**EXTRACT:**
┌──

While in Sydney, Australia, Whibley declined an offer from John T. Arundel to work for his company John T. Arundel & Co., which mined guano on Pacific atolls and which within two years would evolve into the Pacific Islands Co. and then subsequently the Pacific Phosphate Co., which exploited high-grade phosphate deposits on Nauru and Banaba (then known as Ocean Island) that were refined to create superphosphate. Whibley appears to be one of those Europeans who chose to live on an isolated Pacific atoll as an escape from the constraints and social expectations of respectability in the Victorian era.

In May or June 1898 Whibley arrived in Niutao in Tuvalu (then known as the Ellice Islands) to work as the resident island trader buying copra for the Henderson and Macfarlane, which then dominated the copra trade in Tuvalu. Henderson & Macfarlane operated their vessel SS Archer to call on islands in Fiji, Tuvalu, and Kiribati (formerly the Gilbert Islands).

└──

**CHECK YOUR UNDERSTANDING:**
1) Which companies does the passage on Whibley name? List all of them.
2) Answer these questions from the passage on Whibley:
(a) What was Banaba then known as?
(b) In which months of 1898 did Whibley arrive in Niutao?
(c) What vessel did Henderson & Macfarlane operate?
3) Write a continuation of the passage on Whibley's time in the Pacific, beginning after its final sentence.

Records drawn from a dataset
┌──

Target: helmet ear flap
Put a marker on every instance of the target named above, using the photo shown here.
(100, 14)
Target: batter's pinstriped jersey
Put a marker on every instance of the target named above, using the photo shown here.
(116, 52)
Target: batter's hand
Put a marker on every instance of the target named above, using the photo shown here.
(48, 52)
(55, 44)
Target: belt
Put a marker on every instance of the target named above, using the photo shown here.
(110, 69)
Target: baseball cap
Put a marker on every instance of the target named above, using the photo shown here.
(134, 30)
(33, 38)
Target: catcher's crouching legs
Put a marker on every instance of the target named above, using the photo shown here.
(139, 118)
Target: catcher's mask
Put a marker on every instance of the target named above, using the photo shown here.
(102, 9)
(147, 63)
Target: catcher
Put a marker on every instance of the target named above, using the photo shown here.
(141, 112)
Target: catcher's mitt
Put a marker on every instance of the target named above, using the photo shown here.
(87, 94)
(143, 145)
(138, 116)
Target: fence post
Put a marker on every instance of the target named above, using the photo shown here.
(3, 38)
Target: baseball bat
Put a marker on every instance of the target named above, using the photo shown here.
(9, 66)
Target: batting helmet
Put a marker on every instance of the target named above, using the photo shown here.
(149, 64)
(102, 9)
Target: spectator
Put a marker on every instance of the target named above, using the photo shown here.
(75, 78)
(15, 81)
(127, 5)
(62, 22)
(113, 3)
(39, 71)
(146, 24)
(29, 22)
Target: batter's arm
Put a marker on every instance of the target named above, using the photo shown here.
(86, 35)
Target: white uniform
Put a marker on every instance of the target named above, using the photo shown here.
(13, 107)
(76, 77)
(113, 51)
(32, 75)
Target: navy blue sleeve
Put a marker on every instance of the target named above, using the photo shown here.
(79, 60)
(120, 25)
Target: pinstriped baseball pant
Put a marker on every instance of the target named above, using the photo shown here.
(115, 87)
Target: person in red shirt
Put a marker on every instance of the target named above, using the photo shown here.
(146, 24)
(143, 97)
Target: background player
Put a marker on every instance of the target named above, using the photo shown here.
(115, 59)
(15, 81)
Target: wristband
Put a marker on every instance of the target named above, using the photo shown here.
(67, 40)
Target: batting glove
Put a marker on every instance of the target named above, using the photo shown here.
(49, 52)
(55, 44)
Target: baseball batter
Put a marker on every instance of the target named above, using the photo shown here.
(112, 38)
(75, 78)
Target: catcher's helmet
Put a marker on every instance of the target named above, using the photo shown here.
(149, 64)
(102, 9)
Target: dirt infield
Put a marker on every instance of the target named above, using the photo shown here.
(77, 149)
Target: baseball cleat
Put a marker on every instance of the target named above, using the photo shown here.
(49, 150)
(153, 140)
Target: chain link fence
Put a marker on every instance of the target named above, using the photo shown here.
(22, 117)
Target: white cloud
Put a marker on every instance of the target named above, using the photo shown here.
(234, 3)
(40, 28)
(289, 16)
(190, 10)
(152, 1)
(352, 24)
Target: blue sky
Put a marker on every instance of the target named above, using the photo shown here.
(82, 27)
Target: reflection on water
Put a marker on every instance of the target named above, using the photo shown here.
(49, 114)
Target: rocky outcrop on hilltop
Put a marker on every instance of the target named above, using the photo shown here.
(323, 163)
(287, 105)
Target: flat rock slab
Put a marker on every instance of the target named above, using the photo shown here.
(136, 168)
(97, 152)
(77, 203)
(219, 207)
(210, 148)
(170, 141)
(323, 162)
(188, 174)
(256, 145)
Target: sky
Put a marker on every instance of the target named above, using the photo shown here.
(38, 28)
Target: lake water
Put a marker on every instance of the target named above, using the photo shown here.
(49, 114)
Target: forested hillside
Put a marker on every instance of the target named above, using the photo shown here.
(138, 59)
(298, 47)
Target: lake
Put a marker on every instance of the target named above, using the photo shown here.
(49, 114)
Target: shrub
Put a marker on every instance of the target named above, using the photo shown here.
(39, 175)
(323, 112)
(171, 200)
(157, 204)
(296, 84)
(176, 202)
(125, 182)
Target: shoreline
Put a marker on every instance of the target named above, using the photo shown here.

└──

**TASK-BY-TASK OUTPUTS:**
1)
John T. Arundel & Co.
Pacific Islands Co.
Pacific Phosphate Co.
Henderson and Macfarlane

2)
(a) Ocean Island
(b) May or June
(c) SS Archer

3)
Whibley was called "Felele" by the Niutaons. His wife, Meri Matavaka was of the Luaseuta family of Niutao. Meri being a Tuvaluan variation of ‘Mary’. Meri’s previous "avaga" (married one) had been Jack Buckland the former palagi trader on Niutao; she had refused to go with Jack Buckland to when he moved to the neighbouring island of Nanumea. During her time with Jack Buckland Meri had visited Vailima in Samoa as Jack had become a friend of Robert Louis Stevenson during the 1890 voyage of the ‘Janet Nicoll’ on which Stevenson and Fanny Vandegrift Stevenson were passengers.

Fred Whibley wrote to his brother Charles Whibley "Read R L Stevenson's & L.O's "Wrecker" - there in Tommy Hadden, towards the end will you find the missus's previous 'usband. He was a scorcher!. Stayed at R L S' s at Vailima 6 mos on end, with Matavaka - my missus. - She has given me quite a picture in her own tongue, - of their life there - in the Master's house, and of the amenities. - Some day, - if you might be interested I would detail it to you. - It would be off the line of what you may have heard or read at home, but all favourable to the decent, peace-loving, sensitive quiet, good man, who to me is little short of a fetish."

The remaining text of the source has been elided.